Part of a data file »
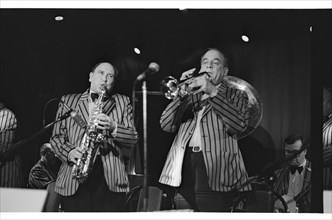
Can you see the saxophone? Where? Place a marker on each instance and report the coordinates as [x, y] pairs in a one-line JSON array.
[[90, 143]]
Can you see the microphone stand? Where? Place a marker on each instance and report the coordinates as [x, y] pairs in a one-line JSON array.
[[145, 147]]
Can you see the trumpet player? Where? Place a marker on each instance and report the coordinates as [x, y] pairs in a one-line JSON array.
[[106, 185], [204, 162]]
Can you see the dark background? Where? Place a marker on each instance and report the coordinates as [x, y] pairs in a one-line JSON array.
[[284, 61]]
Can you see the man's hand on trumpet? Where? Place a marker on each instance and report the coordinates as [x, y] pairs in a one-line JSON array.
[[198, 84]]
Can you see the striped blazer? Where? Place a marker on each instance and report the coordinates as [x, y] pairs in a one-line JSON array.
[[224, 116], [327, 154], [41, 175], [67, 135], [11, 173], [282, 182]]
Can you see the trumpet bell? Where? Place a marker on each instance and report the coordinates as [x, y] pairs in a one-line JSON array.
[[170, 87], [255, 106]]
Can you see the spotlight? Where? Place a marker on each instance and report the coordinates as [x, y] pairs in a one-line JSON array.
[[59, 18], [245, 38], [137, 51]]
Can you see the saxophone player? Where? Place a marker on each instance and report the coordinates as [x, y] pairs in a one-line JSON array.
[[105, 187]]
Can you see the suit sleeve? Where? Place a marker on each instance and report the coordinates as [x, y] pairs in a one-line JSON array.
[[231, 105], [59, 139], [126, 134]]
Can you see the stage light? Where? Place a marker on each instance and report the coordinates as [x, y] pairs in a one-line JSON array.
[[137, 51], [59, 18], [245, 38]]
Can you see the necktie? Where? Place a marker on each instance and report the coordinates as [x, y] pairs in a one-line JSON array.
[[292, 169]]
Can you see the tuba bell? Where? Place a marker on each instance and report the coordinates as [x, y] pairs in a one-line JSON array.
[[172, 89]]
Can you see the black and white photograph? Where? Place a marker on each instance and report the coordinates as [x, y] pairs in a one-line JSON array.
[[188, 110]]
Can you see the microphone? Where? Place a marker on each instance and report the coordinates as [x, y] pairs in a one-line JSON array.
[[152, 69], [73, 114]]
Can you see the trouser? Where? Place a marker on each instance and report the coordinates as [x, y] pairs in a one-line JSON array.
[[94, 195], [195, 187]]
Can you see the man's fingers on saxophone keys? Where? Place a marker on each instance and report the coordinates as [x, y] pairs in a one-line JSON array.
[[75, 154]]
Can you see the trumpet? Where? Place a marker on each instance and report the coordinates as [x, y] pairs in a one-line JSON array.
[[171, 89]]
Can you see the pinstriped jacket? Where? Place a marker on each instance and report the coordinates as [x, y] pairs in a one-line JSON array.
[[282, 183], [67, 135], [11, 173], [224, 115]]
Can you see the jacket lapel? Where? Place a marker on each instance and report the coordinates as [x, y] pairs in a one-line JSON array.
[[109, 105], [307, 175]]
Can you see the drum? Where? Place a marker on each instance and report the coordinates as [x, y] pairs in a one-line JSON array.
[[257, 201], [158, 199]]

Instruction » Copy the records from the line with "Can you see the black" up to and including the line with "[[152, 69], [73, 114]]", keeping the requests as they are. Shift every coordinate in the answers by adding 49 to it.

Correct result »
Can you see the black and white photograph? Where? Place a marker on each instance and report the coordinates as [x, y] pairs in a one-line JSON array.
[[237, 159]]
Can you see the microphone? Where? Place a marker on each instance and report the coordinates as [x, y] pairs in a one-line JSON array.
[[201, 118], [122, 163]]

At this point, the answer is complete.